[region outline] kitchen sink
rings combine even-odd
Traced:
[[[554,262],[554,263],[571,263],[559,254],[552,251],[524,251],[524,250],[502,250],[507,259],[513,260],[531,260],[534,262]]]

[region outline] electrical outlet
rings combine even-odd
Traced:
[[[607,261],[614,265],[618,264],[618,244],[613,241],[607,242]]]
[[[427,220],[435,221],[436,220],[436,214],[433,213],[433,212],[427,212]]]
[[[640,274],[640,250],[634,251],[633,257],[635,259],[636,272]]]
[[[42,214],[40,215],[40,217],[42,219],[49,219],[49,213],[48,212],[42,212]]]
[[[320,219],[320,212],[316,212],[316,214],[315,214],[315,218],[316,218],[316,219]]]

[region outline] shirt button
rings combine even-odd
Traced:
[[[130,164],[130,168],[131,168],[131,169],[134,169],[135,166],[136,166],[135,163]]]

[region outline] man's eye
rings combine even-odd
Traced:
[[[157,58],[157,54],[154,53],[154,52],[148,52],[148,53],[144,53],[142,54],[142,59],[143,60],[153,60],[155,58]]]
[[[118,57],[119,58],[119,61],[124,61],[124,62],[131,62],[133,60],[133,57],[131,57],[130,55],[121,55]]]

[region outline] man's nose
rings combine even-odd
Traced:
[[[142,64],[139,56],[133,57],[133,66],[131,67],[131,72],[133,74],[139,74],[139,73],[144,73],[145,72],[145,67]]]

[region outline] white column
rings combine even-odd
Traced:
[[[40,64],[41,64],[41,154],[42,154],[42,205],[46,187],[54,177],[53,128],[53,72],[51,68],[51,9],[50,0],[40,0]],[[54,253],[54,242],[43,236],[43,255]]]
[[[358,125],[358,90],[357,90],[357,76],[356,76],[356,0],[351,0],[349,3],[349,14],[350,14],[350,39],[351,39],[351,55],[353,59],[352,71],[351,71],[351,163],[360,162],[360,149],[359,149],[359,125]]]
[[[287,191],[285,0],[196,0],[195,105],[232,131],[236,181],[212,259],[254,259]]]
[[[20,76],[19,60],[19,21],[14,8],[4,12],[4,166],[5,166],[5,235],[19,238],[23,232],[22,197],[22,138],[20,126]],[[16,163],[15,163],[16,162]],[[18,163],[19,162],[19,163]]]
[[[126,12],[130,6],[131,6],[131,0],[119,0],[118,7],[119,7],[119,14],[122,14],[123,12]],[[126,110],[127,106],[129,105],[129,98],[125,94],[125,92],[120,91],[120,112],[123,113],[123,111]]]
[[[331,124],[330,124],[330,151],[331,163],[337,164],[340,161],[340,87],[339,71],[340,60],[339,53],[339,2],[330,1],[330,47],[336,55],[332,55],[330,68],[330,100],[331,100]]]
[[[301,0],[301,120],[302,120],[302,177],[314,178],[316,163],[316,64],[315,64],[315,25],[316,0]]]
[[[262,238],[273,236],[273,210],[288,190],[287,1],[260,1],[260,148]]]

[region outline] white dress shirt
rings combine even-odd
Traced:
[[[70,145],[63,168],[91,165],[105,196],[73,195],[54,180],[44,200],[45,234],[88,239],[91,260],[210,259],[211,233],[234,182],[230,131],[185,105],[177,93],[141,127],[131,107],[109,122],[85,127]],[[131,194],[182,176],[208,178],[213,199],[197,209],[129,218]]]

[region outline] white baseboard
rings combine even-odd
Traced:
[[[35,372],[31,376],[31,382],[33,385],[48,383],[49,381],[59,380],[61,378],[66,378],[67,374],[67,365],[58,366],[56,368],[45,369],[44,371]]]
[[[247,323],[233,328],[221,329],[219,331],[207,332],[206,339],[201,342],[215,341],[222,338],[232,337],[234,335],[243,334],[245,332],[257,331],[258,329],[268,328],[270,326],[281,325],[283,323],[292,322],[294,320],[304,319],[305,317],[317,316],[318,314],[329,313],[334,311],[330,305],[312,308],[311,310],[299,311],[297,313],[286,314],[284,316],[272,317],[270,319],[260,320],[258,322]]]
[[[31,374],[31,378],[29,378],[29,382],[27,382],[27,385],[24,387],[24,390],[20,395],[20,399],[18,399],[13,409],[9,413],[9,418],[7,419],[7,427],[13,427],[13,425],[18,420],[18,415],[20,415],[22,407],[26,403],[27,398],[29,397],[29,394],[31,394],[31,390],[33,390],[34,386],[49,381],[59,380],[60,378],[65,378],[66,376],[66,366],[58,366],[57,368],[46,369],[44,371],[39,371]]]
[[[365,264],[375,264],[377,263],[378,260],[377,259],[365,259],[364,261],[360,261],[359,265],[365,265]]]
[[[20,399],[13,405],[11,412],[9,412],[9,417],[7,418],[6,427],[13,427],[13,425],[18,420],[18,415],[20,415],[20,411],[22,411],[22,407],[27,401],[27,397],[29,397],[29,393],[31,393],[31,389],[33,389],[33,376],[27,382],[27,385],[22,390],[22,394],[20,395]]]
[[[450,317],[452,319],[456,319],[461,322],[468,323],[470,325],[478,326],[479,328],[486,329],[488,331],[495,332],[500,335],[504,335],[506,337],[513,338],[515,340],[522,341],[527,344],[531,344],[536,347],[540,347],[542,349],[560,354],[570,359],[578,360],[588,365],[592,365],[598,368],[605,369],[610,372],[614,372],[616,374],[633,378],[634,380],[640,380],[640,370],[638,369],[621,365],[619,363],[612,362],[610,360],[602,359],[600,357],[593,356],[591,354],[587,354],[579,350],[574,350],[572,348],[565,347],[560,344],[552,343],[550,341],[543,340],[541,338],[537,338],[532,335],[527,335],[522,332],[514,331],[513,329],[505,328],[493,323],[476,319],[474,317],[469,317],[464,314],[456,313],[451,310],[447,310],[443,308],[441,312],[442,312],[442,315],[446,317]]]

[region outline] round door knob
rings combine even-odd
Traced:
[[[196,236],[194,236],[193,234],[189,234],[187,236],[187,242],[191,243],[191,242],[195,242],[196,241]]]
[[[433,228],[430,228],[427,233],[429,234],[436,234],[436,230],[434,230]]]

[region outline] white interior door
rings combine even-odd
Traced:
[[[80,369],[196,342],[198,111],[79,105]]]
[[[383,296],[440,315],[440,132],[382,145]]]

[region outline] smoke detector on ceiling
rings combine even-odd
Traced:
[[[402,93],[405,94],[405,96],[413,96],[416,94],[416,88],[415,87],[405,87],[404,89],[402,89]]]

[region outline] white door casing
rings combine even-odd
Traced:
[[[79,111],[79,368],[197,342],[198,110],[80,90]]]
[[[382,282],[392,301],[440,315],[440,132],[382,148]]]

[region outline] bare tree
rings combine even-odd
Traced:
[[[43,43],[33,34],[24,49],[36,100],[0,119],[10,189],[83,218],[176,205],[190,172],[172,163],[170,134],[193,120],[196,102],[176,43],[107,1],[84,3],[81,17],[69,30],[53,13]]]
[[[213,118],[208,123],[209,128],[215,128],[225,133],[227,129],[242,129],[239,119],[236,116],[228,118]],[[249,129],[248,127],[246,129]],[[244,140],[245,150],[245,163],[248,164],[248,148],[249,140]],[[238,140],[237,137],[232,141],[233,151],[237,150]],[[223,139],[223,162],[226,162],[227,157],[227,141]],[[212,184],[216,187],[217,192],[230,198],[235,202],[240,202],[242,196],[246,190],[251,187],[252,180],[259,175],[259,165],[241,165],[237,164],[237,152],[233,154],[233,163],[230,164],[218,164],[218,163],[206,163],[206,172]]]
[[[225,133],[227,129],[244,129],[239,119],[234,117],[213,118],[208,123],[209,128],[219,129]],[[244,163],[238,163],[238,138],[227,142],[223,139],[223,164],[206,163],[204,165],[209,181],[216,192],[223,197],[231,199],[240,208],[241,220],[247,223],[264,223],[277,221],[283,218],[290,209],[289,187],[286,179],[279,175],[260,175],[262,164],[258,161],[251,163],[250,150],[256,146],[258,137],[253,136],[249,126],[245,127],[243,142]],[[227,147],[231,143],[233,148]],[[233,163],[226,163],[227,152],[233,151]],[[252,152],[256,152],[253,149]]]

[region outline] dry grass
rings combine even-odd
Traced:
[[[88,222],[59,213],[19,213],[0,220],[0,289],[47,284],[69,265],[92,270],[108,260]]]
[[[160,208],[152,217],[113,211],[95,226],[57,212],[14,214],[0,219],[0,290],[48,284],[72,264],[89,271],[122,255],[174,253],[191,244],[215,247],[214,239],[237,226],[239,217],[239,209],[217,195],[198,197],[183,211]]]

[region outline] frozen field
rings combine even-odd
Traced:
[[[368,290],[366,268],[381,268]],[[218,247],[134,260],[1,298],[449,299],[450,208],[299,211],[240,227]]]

+++

## EXERCISE
Search the entries above for the string "white", and report each line where it occurs.

## RESULT OF THIS TASK
[region outline] white column
[region outline] white dress shirt
[region outline] white baseboard
[region outline] white interior door
[region outline] white door casing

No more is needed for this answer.